**** Records for the exercise
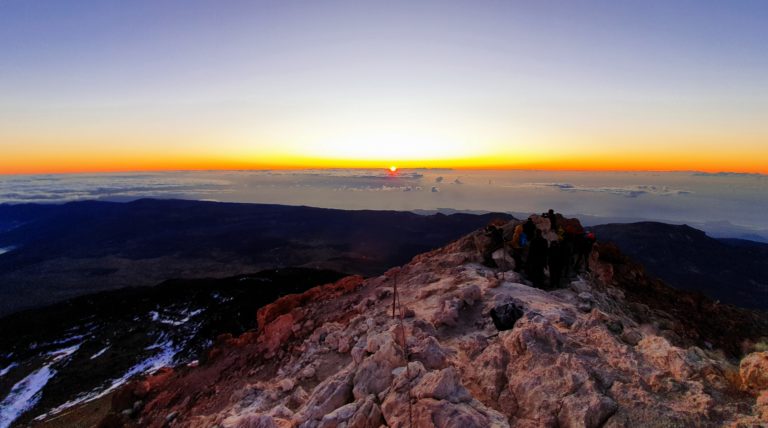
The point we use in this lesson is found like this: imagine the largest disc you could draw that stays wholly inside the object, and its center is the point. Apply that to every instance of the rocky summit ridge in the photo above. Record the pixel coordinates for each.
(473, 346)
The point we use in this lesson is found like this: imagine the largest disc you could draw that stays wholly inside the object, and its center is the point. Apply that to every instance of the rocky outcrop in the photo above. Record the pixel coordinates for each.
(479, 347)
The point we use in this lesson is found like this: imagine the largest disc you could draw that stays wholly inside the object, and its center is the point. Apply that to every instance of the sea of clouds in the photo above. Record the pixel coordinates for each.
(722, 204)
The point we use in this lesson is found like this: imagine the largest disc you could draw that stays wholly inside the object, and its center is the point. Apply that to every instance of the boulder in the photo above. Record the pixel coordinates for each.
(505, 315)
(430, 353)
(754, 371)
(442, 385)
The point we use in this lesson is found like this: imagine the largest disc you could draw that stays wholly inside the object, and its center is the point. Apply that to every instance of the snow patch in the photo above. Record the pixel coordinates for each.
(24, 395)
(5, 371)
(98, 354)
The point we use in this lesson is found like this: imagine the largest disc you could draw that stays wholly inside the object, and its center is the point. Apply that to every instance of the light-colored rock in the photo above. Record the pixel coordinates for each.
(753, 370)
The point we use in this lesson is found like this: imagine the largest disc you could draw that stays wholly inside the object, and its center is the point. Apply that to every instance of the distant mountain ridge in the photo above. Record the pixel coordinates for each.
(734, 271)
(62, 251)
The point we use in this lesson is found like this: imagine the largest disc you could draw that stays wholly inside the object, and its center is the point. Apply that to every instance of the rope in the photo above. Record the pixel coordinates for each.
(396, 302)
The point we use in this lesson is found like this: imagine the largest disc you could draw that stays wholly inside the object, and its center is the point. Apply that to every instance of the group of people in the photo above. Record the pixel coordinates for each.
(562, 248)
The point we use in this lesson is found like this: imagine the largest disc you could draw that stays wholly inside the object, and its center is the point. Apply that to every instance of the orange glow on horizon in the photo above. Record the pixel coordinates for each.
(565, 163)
********
Written instruction
Return every row above word for word, leaving out the picture.

Worked answer
The point we use in this lesson is found like this: imagine the largest disc you could draw that stays wholly inside the object, and its center is the point. Apply that to every instance of the rocky summit ridge in the photo above. Record the pixel coordinates for each.
(473, 346)
The point we use in this lesson is found like this: imagine the largest disc you could draw that stays wholly inside the object, and its center is the point. Apply that to every instance of the rocky outcrop in the photo above. Record the pixel coordinates for each.
(479, 347)
The point we use in this lesson is found like this: imagine the largest disc you could draw that stays wholly inside the object, and its center is the point. Apply that to every instance of the sea of clouds in the photo above. Record the pixel coordinates for each.
(722, 204)
The point we use in this lesson is found like this: imagine the largest disc you could draw that stays wholly inside the object, and its center is the point. Apply that to every instance of the boulder in the photo above. Record the pixel coordinates for each.
(505, 315)
(430, 353)
(754, 371)
(442, 385)
The point we use in this lesson is found like this: imagine the largest disc you could draw that stays wholly inside the object, and its center is the point. Apply that to every instance of the snow patch in the photo above. Record the pixel coordinates for each.
(24, 395)
(5, 371)
(98, 354)
The point we use in this lesson is found like this: imagine the largest disc you could draw that stays wholly inside the object, and its center is the point. Apply that to every instance of the light-colored rock in the photo above. Record the pixel coordinates for each.
(753, 370)
The point we use in this lesson is found like this: imagine the largest disc you could draw that stays wholly inside the object, and its center is the point. Apply that to every instance of the distant mountain ridge in the photo above. Record the pixel coordinates for each.
(734, 271)
(62, 251)
The point we use in this lesson is found like this: imagine the largest disc you could draw that stays wholly inside the object, and its center is the point. Apply that to every instance of the rope in the photo above. Record the pixel coordinates for each.
(396, 302)
The point we use in this lesson is found like this: imagine the largest disc you could draw that stays wholly inside the object, and its center is the point. Apply that to every instance of the group of people in the photo above. Record the pixel coordinates for each.
(562, 248)
The point we use in this lesson is found like this: imagine the largest disc you could draw that stays wholly inside the object, and its center is the point. Apply that to every instance of the orange glow on horizon in the photo above. Record the pixel coordinates for each.
(565, 163)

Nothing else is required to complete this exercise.